- _Exercise_: Please continue the piece on teaching body parts to young children, picking up right after its last sentence.

- _Excerpt to read_:
Why Teach Body Parts?
Teaching body parts is one of the most important foundational skills for little ones. It helps us to communicate when something is bothering us, which is so important!
Where do we get started?
From birth, parents can work on body parts all day long! Examples: while getting dressed, during bath time, during song time, during reading, and during play. You can do this when your child is an infant. There is no prerequisite for modeling language (see research below).
- While Getting Dressed:
- “Let’s put your sock on your foot. Ooh…I see 10 toes! One…two…”
- While Playing:
- (Put a toy on your head) “Where’d the bear go? Oh! It’s on my Head! Now it’s on my belly….silly bear!”
- Using stickers: have the child put stickers on you, himself, or a doll. “Sticker on my nose….sticker on my toes!”
- Meal Time:
- “I’m putting my bagel in my mouth. My teeth chew it up. Chomp chomp! Now it’s heading to my belly. My belly is getting full.”
- I’ll list favorite songs below. Interactive songs with fingerplay or motions are often engaging. Repetition is also helpful (see research below).

- _Information given_:

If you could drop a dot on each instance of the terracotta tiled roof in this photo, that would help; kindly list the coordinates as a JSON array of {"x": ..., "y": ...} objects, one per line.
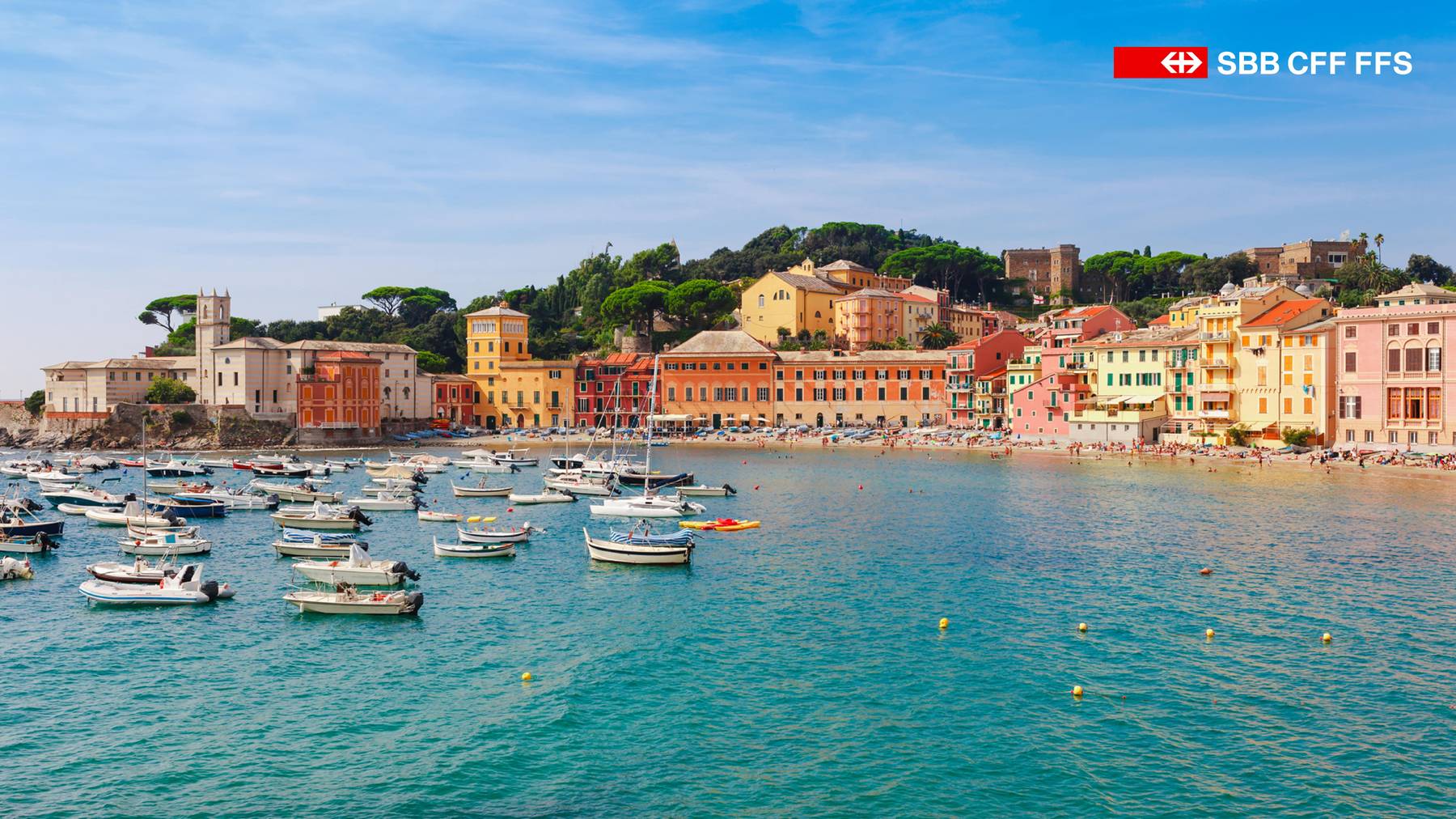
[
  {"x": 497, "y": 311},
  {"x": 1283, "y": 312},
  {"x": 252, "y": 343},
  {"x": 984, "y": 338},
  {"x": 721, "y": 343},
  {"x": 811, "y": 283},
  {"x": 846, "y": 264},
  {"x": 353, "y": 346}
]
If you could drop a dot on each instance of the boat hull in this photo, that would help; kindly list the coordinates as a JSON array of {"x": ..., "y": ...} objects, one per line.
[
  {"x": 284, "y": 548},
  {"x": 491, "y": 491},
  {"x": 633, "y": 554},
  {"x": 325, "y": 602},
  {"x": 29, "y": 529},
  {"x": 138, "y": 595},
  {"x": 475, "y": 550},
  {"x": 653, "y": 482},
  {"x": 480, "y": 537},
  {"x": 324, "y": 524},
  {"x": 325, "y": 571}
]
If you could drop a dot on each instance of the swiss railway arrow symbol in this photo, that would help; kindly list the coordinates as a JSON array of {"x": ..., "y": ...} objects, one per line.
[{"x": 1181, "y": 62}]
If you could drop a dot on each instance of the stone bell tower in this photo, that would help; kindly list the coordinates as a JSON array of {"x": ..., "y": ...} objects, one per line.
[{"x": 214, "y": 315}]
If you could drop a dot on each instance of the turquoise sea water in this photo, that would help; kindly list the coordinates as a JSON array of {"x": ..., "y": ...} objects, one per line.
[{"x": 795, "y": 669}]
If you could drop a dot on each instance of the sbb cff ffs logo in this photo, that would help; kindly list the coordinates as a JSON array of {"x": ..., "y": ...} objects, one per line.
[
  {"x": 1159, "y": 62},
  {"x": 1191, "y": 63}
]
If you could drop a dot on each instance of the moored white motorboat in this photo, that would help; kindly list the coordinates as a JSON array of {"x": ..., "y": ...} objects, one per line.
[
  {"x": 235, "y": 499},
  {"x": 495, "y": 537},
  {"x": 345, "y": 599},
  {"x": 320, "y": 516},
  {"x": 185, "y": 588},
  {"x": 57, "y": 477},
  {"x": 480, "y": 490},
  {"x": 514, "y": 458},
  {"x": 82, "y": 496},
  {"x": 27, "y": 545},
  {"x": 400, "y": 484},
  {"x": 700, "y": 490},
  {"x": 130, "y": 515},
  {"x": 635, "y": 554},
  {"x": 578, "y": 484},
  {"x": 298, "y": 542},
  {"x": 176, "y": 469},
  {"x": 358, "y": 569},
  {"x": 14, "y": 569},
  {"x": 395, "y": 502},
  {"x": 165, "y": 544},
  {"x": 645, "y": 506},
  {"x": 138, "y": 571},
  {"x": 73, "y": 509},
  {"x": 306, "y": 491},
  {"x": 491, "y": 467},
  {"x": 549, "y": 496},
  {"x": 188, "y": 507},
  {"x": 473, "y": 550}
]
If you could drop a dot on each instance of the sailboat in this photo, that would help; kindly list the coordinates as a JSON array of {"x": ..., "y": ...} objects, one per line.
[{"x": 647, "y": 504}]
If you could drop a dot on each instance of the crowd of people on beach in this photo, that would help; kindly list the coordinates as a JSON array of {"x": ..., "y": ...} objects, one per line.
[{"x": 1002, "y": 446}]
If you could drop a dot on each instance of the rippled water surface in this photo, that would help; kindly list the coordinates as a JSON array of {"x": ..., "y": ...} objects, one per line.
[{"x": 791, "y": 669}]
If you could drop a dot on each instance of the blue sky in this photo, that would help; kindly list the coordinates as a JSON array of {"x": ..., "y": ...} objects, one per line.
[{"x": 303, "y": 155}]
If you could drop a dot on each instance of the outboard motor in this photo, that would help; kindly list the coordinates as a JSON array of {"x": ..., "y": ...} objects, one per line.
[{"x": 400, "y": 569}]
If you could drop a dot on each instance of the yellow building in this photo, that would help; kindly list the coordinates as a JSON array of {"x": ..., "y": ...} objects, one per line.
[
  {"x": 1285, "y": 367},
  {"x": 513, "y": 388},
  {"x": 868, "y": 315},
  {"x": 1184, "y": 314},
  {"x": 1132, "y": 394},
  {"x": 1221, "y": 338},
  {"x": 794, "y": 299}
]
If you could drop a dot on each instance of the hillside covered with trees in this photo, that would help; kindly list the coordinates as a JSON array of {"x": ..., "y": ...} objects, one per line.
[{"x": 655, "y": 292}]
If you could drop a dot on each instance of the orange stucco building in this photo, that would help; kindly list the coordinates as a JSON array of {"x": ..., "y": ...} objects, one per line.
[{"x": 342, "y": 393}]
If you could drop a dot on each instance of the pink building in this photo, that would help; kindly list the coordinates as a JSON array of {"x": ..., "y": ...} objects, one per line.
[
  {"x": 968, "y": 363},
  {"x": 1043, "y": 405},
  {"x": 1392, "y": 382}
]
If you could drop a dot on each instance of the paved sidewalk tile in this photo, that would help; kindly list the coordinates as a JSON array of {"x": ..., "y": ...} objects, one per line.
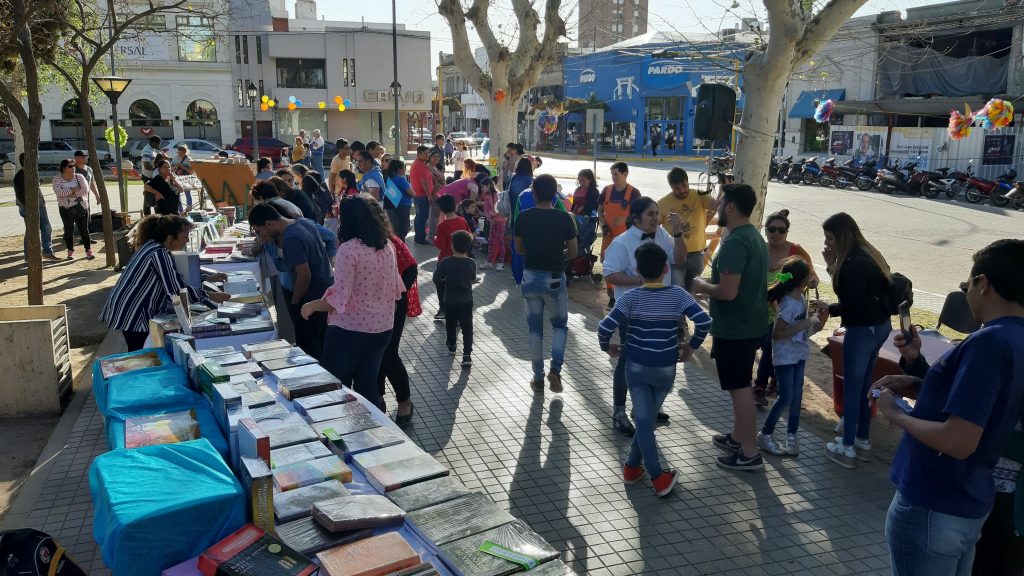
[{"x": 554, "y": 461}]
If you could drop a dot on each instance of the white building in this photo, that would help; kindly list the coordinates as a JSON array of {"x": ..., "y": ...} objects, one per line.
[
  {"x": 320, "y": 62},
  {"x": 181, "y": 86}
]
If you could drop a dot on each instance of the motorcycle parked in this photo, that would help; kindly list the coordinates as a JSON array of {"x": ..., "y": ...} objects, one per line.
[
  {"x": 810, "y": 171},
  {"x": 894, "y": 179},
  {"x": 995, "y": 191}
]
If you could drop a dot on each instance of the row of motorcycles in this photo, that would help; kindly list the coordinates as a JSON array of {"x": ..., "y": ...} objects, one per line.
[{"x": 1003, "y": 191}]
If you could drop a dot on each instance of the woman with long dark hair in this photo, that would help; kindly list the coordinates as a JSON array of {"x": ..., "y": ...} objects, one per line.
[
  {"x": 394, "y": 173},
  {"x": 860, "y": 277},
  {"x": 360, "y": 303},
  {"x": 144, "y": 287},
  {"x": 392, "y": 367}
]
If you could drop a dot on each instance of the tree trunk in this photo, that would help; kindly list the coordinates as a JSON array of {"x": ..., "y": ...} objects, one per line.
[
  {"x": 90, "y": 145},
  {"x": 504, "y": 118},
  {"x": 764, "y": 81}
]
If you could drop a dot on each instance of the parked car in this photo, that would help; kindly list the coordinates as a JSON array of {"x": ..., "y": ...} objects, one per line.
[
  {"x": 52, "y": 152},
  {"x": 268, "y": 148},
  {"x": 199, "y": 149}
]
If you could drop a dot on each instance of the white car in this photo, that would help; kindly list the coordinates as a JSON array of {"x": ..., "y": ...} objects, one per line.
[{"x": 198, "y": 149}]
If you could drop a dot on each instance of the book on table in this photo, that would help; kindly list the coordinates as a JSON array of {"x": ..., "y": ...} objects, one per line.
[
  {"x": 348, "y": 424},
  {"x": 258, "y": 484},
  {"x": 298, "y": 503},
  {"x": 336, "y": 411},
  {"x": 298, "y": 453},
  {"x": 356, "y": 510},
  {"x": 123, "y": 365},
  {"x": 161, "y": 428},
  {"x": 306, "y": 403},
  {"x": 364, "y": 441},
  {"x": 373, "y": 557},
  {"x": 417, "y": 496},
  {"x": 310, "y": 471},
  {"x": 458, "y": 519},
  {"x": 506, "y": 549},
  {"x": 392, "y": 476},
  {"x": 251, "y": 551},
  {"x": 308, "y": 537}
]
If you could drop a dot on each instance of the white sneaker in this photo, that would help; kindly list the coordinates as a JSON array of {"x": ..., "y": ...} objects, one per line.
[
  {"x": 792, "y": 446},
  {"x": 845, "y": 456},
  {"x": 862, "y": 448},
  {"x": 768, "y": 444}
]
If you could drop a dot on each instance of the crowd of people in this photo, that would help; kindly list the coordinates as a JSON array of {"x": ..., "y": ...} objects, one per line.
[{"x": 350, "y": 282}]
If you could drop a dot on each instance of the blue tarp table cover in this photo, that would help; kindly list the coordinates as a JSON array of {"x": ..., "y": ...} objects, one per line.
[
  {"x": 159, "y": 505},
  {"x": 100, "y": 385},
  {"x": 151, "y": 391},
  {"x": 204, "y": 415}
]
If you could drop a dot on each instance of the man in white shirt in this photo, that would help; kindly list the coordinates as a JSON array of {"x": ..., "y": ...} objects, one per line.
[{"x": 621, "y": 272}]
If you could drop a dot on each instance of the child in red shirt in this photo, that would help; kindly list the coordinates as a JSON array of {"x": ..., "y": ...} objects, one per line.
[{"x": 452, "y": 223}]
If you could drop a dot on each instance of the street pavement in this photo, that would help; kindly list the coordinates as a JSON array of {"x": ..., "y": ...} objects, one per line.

- _Answer to this problem_:
- Getting Ready:
- “I’m brushing my hair. My hair is yellow! Next, I’ll brush my big, white teeth! Can you find your teeth too?”
- “We’re waiting for the bus. I’m standing on my feet. Now I’m sitting on my bottom!”
- I’ll list some of my favorite books below. Interactive pieces and repetition often increase attention and memory (see research below).
- Bed Time:
- This can be a great time to incorporate all of the above. You can sing a bedtime song, talk about parts you wash during a bath time routine, read a book, and more! You can even talk about the body parts of a favorite stuffed animal getting tucked into bed with your little one.
Favorite Books for Teaching Body Parts:
Favorite Songs for Teaching Body Parts:
Head, Shoulders Knees and Toes by Super Simple Songs
Body Parts Songby Have Fun Teaching
Tooty Ta by Jack Hartman
Favorite Toys and Visuals for Teaching Body Parts:
- Anecdotally, I have found that natural, in-the-moment teaching works great and comes during play-based intervention. You can use anything for this…even in teletherapy. Put stickers on your nose. Hide a stuffed animal on your shoulder and act like you can’t find it.
- When using books, I find that putting something in the child’s hand increases engagement (this is supported in the research below). I prefer books with interactive pieces. There is a need for more research to determine the overall effects of this type of book for language development, but parent and clinical experience are also valid in highlighting what has been successful in language gains for their students and children.
- For movement breaks, I like to use the song videos above. Those listed have been engaging for my younger students (2-5 years) both in teletherapy and face to face. I’m always up moving with my students.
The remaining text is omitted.